Top of Record set

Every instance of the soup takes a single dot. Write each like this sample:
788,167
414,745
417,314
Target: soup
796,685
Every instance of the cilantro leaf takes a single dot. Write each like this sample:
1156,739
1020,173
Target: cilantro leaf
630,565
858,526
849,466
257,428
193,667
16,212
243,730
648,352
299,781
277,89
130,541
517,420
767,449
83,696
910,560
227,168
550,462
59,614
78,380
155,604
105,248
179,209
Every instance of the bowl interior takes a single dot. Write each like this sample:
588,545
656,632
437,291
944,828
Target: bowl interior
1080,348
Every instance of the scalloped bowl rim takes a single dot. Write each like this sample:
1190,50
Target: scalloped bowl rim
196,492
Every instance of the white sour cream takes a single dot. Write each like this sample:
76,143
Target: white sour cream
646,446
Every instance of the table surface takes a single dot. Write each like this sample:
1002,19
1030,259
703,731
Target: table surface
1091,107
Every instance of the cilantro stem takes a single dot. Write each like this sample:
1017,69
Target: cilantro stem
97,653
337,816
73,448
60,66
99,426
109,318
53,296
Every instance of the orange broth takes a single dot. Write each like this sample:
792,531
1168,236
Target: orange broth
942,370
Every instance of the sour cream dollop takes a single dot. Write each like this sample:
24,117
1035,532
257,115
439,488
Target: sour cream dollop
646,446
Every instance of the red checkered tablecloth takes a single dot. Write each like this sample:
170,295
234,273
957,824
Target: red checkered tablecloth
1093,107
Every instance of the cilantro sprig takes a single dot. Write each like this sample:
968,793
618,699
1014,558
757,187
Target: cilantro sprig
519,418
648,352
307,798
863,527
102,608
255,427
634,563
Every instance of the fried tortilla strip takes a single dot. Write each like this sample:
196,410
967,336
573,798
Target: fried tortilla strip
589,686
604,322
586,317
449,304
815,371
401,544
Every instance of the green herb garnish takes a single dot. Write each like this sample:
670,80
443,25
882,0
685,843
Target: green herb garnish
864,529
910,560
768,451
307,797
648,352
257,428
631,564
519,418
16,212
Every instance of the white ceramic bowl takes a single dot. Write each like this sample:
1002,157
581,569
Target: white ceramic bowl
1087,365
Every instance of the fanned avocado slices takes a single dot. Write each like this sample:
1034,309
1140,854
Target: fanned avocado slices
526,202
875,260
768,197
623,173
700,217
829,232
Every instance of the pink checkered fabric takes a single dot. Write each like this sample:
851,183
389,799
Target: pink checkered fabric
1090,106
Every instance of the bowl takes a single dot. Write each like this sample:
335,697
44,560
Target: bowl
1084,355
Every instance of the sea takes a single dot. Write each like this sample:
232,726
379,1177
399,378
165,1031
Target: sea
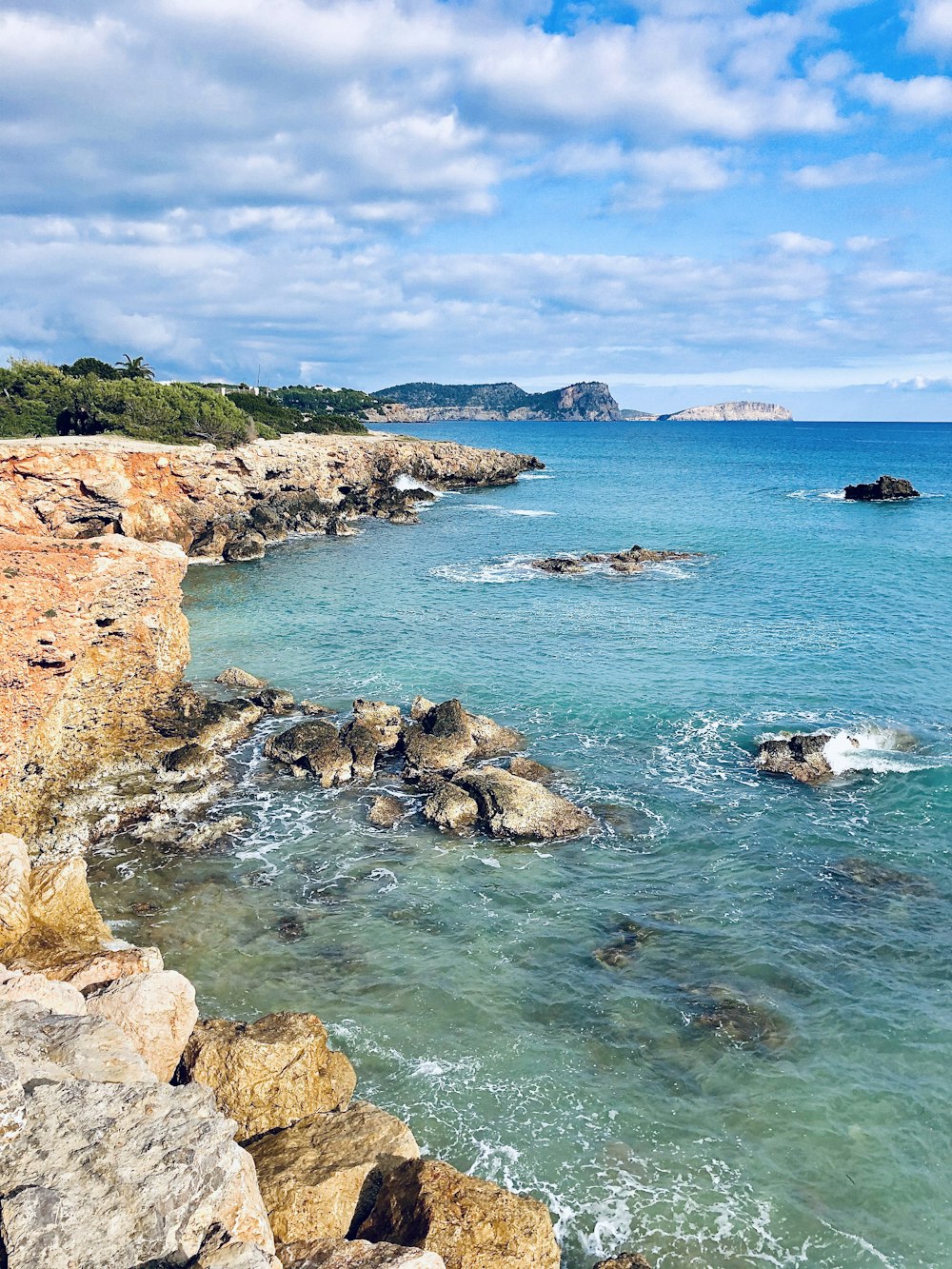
467,979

Bottom of Record set

§ What the task requires
Each entry above should be written out verbatim, minus its pictures.

§ Exercise result
Every instance of the soup takes a single dot. Write each like this sample:
788,167
414,745
417,314
Target: soup
796,685
Every instance of the cilantro leaf takes a single dot. Write each like this sample:
1156,739
1020,173
Target: cilantro leaf
630,565
858,526
849,466
257,428
193,667
16,212
243,730
648,352
299,781
277,89
130,541
517,420
767,449
83,696
910,560
227,168
550,462
59,614
78,380
155,604
105,248
179,209
Every instance of the bowl interior takes a single dot. Write each like this sample:
588,545
656,632
437,291
944,828
Target: bowl interior
1080,348
Every instance of the scalloped bowl rim takes a single dot. Write each like this sample:
1190,50
Target: scalloped bowl rim
196,492
Every instance of the white sour cream takes a single dot. Write each like this sample:
76,143
Target: white sour cream
646,446
Every instance of the table surface takes a single dot. Write each like this sample:
1002,19
1030,259
703,731
Target: table surface
1091,107
Every instance of the cilantro stem takes a single dot. Write each like this sample:
1017,69
Target: cilantro stem
97,653
337,816
73,448
60,66
99,426
109,318
53,296
Every instance of the orange broth takes a single dot. Write each like this sample:
792,531
1168,236
Target: orange broth
942,370
Every instance of the sour cream dollop takes a single dot. Write each like this sample:
24,117
1035,532
257,115
439,488
Target: sour cream dollop
646,446
Every instance of the red checkered tablecloth takes a single dot. Write each like this sample:
170,295
234,273
957,824
Target: red checkered tablecloth
1093,107
Every instance of the cilantro sprig takes a single dot. Write each like this sample:
968,793
618,699
1014,558
757,187
Target: cilantro sprig
519,418
648,352
307,798
863,527
102,608
255,427
634,563
Every instance of the fried tortilla strip takes a single dot. Write each like this sample:
196,410
967,336
573,798
Target: fried tortilla strip
589,686
604,322
586,317
449,304
815,371
401,544
Every instance of the green herb garnish takes a single dot. Write each like this sample:
670,80
443,25
882,0
685,843
Target: green herb garnish
864,529
910,560
768,451
307,797
648,352
257,428
631,564
519,418
16,212
Every instance of the white ceramic bowl takes a single dot. Write each like this sample:
1002,157
581,569
Target: white ceramic bowl
1087,365
Every instance of the fanned avocado slices takes a single dot. Write each like this sample:
1034,309
1140,854
Target: fanned avocado slices
526,202
875,260
768,197
623,173
700,217
829,232
Every instance of the pink checkered fabric takes a single dot. Write each like this sample:
851,183
389,799
Target: pink checkered fabric
1090,106
Every instance of the bowl takes a single dot. Write each like this sample:
335,697
44,560
Target: bowl
1084,355
Every instance of the sea takes a single dot. Write each like this sample:
232,726
379,1177
399,378
165,1031
Target: sea
467,979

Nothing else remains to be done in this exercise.